PROBLEM TO SOLVE: Each line of the entries that mentions the string "lounge" needs to be reported.

RECORDS SHOWN:
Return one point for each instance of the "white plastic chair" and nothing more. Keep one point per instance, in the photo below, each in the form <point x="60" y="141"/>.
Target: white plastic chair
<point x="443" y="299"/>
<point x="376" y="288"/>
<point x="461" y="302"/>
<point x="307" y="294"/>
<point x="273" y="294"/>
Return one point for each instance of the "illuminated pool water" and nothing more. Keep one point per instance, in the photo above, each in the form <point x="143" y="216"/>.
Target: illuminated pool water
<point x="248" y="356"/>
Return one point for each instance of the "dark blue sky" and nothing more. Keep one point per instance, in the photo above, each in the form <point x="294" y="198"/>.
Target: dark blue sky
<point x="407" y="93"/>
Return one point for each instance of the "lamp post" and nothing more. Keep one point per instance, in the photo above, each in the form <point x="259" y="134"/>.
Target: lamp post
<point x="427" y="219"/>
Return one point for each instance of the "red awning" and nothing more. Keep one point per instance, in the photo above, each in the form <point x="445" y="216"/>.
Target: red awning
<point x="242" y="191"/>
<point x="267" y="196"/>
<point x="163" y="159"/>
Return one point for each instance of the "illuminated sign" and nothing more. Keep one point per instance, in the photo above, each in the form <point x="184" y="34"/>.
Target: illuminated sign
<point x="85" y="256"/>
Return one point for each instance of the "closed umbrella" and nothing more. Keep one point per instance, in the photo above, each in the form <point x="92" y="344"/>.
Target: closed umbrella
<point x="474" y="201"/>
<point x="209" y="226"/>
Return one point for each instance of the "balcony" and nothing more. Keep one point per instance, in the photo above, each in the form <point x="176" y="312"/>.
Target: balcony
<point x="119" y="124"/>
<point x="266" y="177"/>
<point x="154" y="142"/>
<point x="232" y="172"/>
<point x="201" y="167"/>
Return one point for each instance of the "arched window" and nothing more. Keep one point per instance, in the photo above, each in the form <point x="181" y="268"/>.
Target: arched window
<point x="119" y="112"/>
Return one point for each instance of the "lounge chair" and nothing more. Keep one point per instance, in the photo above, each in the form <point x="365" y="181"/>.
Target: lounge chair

PROBLEM SOLUTION:
Return one point for each instance of the "lounge chair" and nothing more. Keep one point per instance, in the photo above, each in the form <point x="365" y="181"/>.
Target: lounge chair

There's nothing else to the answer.